AIM OF THE EXERCISE:
Reproduce every line of the records below, requests and format lines included, and shift each x and y coordinate in the answers up by 20.

[START]

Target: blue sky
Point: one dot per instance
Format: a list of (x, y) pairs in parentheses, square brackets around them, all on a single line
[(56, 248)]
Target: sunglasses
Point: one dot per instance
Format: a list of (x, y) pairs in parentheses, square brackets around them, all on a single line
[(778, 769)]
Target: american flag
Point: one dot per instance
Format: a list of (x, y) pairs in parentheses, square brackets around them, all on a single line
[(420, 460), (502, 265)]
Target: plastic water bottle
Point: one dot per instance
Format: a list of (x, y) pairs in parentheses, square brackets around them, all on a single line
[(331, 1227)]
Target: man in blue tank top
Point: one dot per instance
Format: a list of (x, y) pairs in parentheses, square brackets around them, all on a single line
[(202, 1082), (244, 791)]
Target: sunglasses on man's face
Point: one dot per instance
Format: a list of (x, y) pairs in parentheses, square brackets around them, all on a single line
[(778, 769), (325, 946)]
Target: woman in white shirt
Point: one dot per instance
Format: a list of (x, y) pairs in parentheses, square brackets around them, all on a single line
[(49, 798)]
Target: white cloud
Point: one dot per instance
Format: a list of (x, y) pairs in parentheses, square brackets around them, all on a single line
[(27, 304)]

[END]

COMPLETE RESPONSE:
Target: blue sky
Point: one dot per instance
Format: a list of (x, y) pairs in parentheses, square brackets around them, all on a single line
[(76, 268)]
Target: sunglasses
Point: one dot per instance
Format: a list of (x, y) pairs in parentheses, square brackets around them, all on a single line
[(798, 789)]
Target: american flag
Point: one dot per instance
Format: a list of (x, y) pairs in parentheses, square brackets around them, all on a single line
[(440, 480), (522, 285)]
Target: plastic water bottle
Point: one dot per instance
Format: a list of (x, y) pairs in parentheses, square brackets around them, all on a single line
[(351, 1247)]
Target: man in blue tank top
Point: one dot per instance
Format: a list of (x, y) pairs in parentheses, square brackets around them, all on a single line
[(222, 1102), (264, 811)]
Target: sunglasses on man's face
Point: one dot per instance
Format: a list of (x, y) pairs in parentheses, square brackets around them, all on a single line
[(798, 789), (345, 966)]
Target: woman in white shirt
Point: one dot per instance
Format: a list of (x, y) pairs in parentheses, square brackets around them, all on a single line
[(69, 818)]
Target: white cloud
Point: one dot per instance
Format: a list of (x, y) pairs in parentheses, square brackets around them, all on a single line
[(47, 324)]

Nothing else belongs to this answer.